■ TEXT SEGMENT:
________________

# Tiny Slow Motor Suggestions - Side to Side Eyes



## CrazedLemming (Oct 18, 2011)

I have a store bought zombie mask that's destined to be the head on an 8ft stalkabout. I found that a pair of LED tealights in the eyes looks fantastic, and a very slow side to side motion makes it even better.

Building the mechanism should be a piece of cake, but I'm coming up blank trying to think of a motor to use. It needs to be very small, move very slowly, and be readily available (budget and time are both running out for finding special items). It shouldn't take much force at all to wiggle the lights back and forth. It would be awesome if the motor could run on the same 6V battery pack I'm hooking the LEDs to.

Thank you for any suggestions!


----------



## fritz42_male (May 5, 2009)

About the only thing I can think of is a fake security camera - I bought one from a $2 shop and it used 4xAAA and had a slow scan and a flashing LED. Otherwise use a servo and a VLC controller but too close too Halloween really.


----------



## Otaku (Dec 3, 2004)

________________

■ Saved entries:
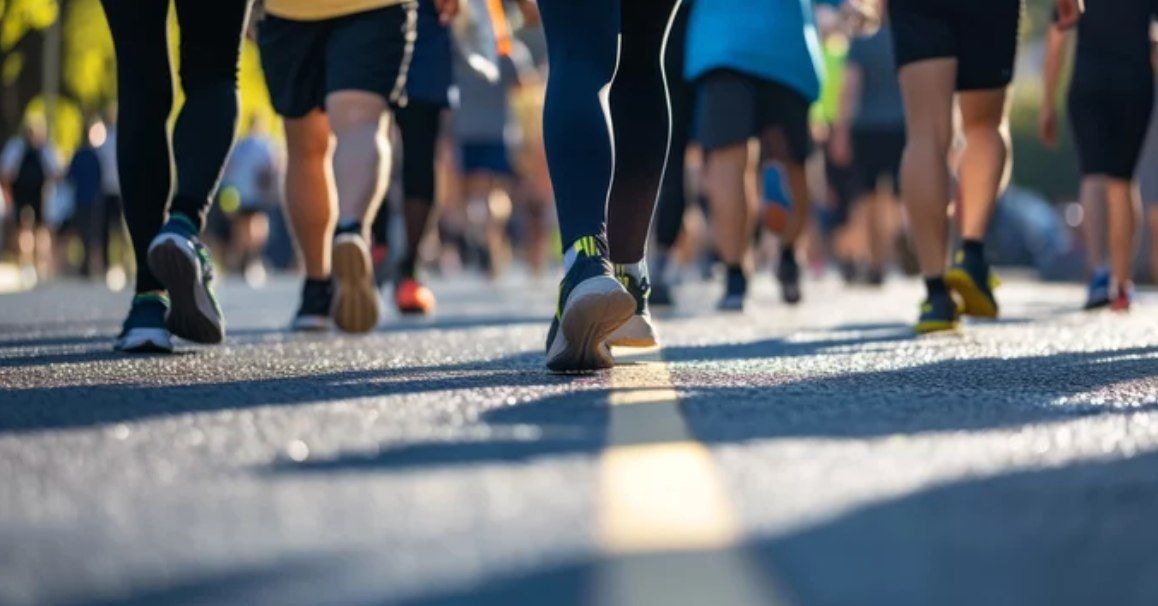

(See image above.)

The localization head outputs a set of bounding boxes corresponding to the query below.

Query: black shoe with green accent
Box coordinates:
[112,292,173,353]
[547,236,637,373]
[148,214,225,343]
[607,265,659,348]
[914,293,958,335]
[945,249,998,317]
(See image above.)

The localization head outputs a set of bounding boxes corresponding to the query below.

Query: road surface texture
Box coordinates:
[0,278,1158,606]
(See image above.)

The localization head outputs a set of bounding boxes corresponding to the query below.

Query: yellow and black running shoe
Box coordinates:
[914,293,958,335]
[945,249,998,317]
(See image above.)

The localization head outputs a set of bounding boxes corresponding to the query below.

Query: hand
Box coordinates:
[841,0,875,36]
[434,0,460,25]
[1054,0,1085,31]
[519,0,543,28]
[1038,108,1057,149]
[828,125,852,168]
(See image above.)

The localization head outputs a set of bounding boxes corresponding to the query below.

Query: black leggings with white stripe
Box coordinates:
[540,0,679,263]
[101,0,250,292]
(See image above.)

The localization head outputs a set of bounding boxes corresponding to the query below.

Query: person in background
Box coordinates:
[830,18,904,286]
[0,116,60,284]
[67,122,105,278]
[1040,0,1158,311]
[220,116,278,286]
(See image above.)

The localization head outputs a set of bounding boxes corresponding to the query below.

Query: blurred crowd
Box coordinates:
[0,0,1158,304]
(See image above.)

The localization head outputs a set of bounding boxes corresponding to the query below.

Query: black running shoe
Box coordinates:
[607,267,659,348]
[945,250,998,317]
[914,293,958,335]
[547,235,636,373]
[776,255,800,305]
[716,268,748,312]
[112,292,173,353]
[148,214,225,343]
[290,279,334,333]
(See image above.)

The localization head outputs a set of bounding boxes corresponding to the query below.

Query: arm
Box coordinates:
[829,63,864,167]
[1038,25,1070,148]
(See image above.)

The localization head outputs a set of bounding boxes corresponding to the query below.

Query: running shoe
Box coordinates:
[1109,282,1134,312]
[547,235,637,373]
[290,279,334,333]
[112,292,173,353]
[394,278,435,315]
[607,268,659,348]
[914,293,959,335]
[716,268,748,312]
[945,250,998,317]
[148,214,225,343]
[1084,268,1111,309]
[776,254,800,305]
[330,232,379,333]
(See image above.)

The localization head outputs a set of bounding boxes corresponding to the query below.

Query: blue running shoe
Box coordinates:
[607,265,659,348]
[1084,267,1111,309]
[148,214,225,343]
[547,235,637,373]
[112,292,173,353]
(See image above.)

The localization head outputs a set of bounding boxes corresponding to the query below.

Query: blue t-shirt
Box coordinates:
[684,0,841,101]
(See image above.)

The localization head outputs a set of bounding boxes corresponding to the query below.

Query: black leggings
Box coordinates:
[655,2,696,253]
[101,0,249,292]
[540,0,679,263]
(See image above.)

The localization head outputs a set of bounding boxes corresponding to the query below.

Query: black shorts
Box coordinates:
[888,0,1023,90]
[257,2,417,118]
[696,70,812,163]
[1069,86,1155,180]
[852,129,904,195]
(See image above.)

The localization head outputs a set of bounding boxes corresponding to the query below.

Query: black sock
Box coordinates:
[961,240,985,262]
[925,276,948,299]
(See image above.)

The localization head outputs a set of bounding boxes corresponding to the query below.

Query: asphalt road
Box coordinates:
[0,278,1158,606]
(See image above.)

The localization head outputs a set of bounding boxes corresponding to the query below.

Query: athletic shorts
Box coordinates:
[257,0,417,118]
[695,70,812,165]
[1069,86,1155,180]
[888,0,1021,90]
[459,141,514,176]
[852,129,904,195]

________________

■ REQUIRED TASK:
Using the motor thread above, decide for each statement whether it agrees with the text, answering yes or no and quoting the words that settle it: (a) The LEDs in the mask are connected to a 6V battery pack. (b) The fake security camera that fritz42_male bought ran on two AA batteries. (c) The stalkabout that the mask is meant for is 8 feet tall.

■ COMPLETE OUTPUT:
(a) Yes: "the same 6V battery pack I'm hooking the LEDs to."
(b) No: "it used 4xAAA and had a slow scan and a flashing LED."
(c) Yes: "destined to be the head on an 8ft stalkabout."